Reproduce a stretch of the material below exactly as it appears. Begin at the line that contains "of the gothic" and stop after the line that contains "of the roof".

**Records for the exercise:**
___

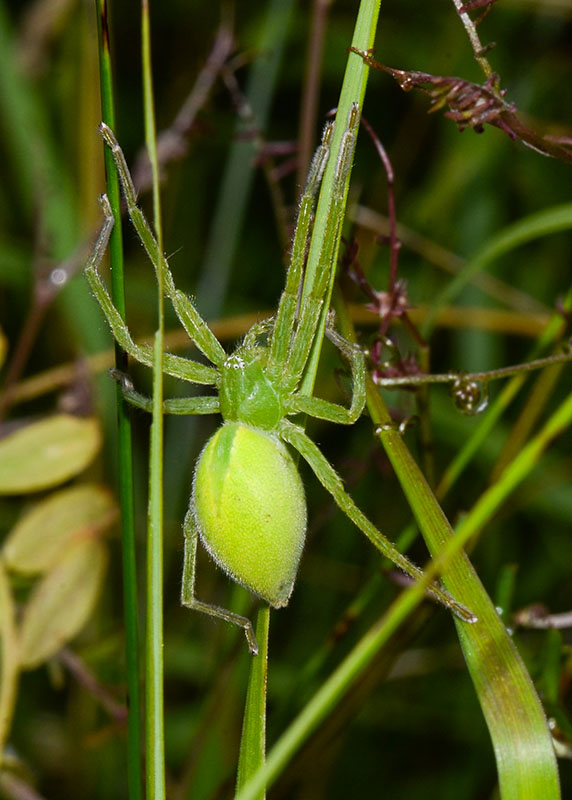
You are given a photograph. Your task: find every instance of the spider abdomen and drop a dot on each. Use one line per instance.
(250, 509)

___

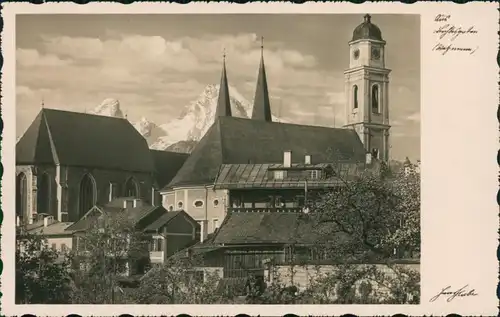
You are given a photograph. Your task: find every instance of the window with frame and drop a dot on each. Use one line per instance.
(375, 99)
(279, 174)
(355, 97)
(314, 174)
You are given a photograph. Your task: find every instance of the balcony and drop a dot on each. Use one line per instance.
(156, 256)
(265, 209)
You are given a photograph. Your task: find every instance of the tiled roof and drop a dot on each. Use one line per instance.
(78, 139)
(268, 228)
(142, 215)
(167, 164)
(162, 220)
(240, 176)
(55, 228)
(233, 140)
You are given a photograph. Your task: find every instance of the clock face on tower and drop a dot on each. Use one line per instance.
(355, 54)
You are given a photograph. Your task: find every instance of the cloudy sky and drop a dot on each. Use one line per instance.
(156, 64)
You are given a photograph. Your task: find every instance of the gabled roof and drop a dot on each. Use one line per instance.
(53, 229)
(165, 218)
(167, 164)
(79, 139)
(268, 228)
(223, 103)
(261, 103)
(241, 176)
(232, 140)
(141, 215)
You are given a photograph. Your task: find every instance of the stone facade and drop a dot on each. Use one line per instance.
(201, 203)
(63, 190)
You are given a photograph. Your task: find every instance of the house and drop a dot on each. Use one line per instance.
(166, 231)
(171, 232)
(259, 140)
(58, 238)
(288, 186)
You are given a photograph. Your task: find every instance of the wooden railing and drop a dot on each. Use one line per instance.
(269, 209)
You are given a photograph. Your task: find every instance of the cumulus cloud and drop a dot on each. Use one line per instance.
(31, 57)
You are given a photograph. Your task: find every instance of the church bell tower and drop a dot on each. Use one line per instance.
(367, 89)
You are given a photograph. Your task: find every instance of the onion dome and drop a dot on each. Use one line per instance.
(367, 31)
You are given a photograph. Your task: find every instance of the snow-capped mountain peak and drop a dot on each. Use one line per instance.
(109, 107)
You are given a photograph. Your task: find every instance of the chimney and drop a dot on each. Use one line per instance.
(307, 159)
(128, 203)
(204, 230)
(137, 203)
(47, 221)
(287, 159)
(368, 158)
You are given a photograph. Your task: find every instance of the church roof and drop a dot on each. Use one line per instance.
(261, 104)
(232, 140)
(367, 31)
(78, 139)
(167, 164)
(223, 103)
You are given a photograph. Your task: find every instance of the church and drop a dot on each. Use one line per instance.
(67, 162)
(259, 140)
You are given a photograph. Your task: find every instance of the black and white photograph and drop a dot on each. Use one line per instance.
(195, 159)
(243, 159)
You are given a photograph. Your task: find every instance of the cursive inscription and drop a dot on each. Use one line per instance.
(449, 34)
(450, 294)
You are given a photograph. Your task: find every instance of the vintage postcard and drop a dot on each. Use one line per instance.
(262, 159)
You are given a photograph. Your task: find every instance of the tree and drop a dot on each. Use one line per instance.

___

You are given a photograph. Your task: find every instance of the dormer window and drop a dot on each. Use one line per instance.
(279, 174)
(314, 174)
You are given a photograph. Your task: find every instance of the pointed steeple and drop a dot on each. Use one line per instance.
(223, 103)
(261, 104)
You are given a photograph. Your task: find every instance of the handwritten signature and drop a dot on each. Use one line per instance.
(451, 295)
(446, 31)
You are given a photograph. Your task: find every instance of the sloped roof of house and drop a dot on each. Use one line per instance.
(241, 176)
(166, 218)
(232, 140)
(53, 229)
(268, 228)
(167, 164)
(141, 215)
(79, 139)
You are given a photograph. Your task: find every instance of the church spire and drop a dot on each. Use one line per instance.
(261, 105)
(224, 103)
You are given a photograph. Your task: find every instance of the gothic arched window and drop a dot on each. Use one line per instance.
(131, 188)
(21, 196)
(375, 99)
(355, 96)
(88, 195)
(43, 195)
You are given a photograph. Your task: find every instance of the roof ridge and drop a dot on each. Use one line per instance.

___

**Response to the exercise:**
You are given a photograph. Your task: find every instance of the gothic arched window and drop a dot on each. Use one line per instance.
(131, 188)
(21, 196)
(375, 99)
(355, 96)
(88, 195)
(43, 195)
You are given a photograph. Your task: find every instance of the roof ridge and drop a dot on each. Use one line per instance.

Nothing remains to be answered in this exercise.